# [Exercise tasks]
A. In the passage about Cenovus Energy's oil shipment to Irving Oil, how far will the tanker travel to reach the refinery in Saint John?
B. Continue the news passage about Cenovus Energy's crude oil shipment to Irving Oil from its last sentence.

Cenovus Energy is sending a shipment of crude oil down through the Panama Canal as part of its first-ever transaction with New Brunswick's Irving Oil.

The oil shipment will make the 11,900-kilometre journey to Irving's refinery in Saint John by tanker ship, Cenovus announced in a social media post on Wednesday.

The news comes two months after Irving Oil, the operator of the country's largest refinery, surprised the sector with its plans to begin receiving more crude from Western Canada by using tankers starting this summer.

Cenovus vice president Keith Chiasson said in a statement provided to CBC News that it's a "one-off "shipment for now.

"But we believe this Canadian success story has the potential over time to create significant value for both companies and the entire country," he said, adding Cenovus is pleased with the economics of the transaction.

On Friday, Alberta Premier Jason Kenney said he considered Irving Oil's decision to seek more oil from the West to be an "important expression of confidence" in Canada.

But he said the long journey via tanker also underscores the need for national pipeline infrastructure.

"On the one hand, it makes me happy that we're finally going to be able to supply a Canadian refinery on the East Coast with Alberta oil, but it just underscores how crazy this whole situation is," said Kenney, pointing to the cancellation of the Energy East pipeline nearly three years ago.

The Energy East project would have carried more than one million barrels of oil every day from Alberta and Saskatchewan across the country to be refined or exported from facilities in New Brunswick and Quebec.

# [Data for analysis]
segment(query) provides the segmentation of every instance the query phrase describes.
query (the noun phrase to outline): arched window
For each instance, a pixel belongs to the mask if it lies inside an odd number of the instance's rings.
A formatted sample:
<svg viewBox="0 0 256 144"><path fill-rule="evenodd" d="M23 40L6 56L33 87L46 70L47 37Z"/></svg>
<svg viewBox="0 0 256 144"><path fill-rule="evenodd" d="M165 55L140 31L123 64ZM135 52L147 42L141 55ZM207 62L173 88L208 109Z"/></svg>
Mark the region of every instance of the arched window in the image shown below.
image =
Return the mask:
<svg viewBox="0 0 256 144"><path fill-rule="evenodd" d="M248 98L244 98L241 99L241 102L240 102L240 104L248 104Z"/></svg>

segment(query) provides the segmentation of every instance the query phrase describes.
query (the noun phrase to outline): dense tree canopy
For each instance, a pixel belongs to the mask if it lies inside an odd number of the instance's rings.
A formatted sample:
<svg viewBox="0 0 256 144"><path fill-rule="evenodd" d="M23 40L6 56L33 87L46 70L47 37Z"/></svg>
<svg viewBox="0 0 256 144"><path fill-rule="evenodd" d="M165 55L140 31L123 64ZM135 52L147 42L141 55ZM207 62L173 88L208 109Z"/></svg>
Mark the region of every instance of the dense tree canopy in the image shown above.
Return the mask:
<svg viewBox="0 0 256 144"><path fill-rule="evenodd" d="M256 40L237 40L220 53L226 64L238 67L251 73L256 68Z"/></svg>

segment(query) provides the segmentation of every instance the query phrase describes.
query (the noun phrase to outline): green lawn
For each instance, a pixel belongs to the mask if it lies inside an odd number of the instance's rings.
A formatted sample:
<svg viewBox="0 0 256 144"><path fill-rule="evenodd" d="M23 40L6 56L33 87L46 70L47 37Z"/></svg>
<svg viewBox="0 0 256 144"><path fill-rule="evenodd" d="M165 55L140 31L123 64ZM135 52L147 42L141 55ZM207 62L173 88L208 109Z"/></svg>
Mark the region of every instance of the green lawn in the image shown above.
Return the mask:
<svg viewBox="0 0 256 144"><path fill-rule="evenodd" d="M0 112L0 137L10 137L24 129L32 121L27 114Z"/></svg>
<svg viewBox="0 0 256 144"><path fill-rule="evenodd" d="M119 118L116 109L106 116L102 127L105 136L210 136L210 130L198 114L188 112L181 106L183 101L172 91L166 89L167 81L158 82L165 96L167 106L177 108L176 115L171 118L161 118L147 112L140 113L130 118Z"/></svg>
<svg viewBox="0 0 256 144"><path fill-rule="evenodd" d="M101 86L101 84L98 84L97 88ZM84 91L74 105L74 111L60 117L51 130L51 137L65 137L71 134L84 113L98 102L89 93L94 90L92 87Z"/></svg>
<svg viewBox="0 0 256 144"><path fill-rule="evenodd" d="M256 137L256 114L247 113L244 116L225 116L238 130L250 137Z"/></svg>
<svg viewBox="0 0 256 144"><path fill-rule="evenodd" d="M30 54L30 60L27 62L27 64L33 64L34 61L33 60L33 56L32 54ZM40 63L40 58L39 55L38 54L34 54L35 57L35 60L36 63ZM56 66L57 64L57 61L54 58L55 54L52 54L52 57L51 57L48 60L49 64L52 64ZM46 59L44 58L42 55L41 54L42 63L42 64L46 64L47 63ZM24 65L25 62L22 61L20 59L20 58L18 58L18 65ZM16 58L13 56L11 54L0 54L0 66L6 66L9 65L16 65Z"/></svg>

# [Task-by-task outputs]
A. 11,900 kilometres

B.
The energy giant then known as TransCanada — since renamed TC Energy — had proposed adding 1,500 kilometres worth of new oil pipelines to an existing network of more than 3,000 kilometres, which would have been converted from carrying natural gas, to carrying oil.

About 99 per cent of Canada's exports now go to refiners in the U.S., where limits on pipeline and refinery capacity mean Canadian oil sells at a discount.

Privately held Irving applied this spring to the Canadian Transportation Agency (CTA) to use foreign tankers in order to increase the amount of domestic crude it gets from offshore Newfoundland and Western Canada.

Irving Oil's application included a proposal for the tankers to transport oil from a terminal in Burnaby, B.C., through the Panama Canal and on to Irving Oil's refinery in Saint John.

The company said at the beginning of May that it wanted to increase the mix of Canadian crude it uses, which at that time was in the range of 20 per cent.

Increasing the amount of Canadian oil that the refinery uses would displace the crude imports the company gets from around the world, but it wasn't clear which shipments might be affected.

An official with the refinery said at the time that it uses a "significant" amount of oil from the United States.

Chiasson said the transaction shows the ability of the two companies "to help drive Canada's economy even during these unprecedented times of turbulence created by the COVID-19 pandemic and the resulting challenges for the energy industry."

Tanker shipment comes as TMX, Keystone XL pipelines move forward

News of the Cenovus shipment via tanker to the East Coast came as the Supreme Court released a decision dismissing a First Nations' legal challenge to the Trans Mountain expansion project.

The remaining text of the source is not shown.